— start of Information provided —

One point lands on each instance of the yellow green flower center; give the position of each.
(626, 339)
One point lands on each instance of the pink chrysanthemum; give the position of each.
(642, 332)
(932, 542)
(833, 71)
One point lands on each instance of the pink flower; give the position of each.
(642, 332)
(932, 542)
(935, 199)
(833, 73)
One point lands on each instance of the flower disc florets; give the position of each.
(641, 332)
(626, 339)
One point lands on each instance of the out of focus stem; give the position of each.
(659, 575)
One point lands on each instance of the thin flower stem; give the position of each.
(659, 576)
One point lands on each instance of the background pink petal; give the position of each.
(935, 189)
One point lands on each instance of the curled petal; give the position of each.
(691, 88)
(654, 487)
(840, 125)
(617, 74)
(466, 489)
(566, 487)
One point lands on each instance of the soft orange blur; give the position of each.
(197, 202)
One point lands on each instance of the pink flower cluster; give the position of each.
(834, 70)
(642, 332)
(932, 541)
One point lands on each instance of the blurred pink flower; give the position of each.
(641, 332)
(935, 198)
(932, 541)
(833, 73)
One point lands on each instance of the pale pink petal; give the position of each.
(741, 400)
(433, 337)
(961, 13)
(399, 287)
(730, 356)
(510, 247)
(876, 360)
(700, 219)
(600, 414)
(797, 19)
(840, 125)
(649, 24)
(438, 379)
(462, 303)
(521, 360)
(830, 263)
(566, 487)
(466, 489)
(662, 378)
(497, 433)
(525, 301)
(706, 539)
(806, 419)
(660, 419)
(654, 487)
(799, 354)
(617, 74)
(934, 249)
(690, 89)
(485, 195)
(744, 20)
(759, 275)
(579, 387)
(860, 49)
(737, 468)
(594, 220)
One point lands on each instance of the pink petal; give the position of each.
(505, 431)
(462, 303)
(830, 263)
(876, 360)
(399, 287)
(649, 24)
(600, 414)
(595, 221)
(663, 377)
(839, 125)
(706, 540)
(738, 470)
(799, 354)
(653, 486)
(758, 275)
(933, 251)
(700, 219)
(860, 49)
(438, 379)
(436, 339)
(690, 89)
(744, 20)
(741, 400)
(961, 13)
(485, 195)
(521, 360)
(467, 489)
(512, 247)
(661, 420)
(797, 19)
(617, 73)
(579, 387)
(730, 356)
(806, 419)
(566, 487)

— end of Information provided —

**Exercise aim**
Rewrite the lines from the one containing "One point lands on each instance of the soft" through the final line, keeping each request unchanged. Multiply every coordinate in the answers by 1.25 and round to the nearest whole number, rounding halves up.

**Full solution**
One point lands on each instance of the soft orange blur; give the position of each.
(246, 253)
One point lands on each instance of the pink flower cluster; give the position of each.
(1043, 88)
(803, 415)
(1165, 676)
One point lands on each instance of the blurred pink flower; give the position of each.
(801, 415)
(1169, 248)
(1165, 676)
(1041, 91)
One point lands on each instance of the pale pink petal; give the position of each.
(926, 500)
(541, 421)
(1201, 16)
(499, 359)
(913, 445)
(638, 309)
(1095, 450)
(875, 274)
(750, 518)
(996, 24)
(1050, 156)
(811, 30)
(548, 474)
(578, 379)
(651, 450)
(1038, 329)
(708, 609)
(583, 611)
(828, 473)
(621, 541)
(656, 376)
(883, 674)
(1008, 524)
(825, 524)
(818, 609)
(999, 443)
(771, 93)
(1168, 311)
(863, 111)
(606, 244)
(930, 25)
(949, 344)
(724, 484)
(1075, 61)
(921, 585)
(743, 275)
One point lands on each instance of the pink petal; give the position of each.
(631, 539)
(578, 379)
(1038, 329)
(1095, 450)
(499, 359)
(811, 30)
(750, 518)
(744, 276)
(829, 471)
(1049, 156)
(883, 675)
(923, 588)
(999, 443)
(816, 608)
(948, 344)
(1166, 314)
(875, 274)
(1075, 61)
(548, 474)
(545, 424)
(863, 111)
(930, 25)
(926, 500)
(1201, 16)
(606, 244)
(651, 450)
(584, 611)
(640, 309)
(826, 525)
(996, 24)
(771, 91)
(724, 484)
(913, 445)
(1008, 524)
(708, 609)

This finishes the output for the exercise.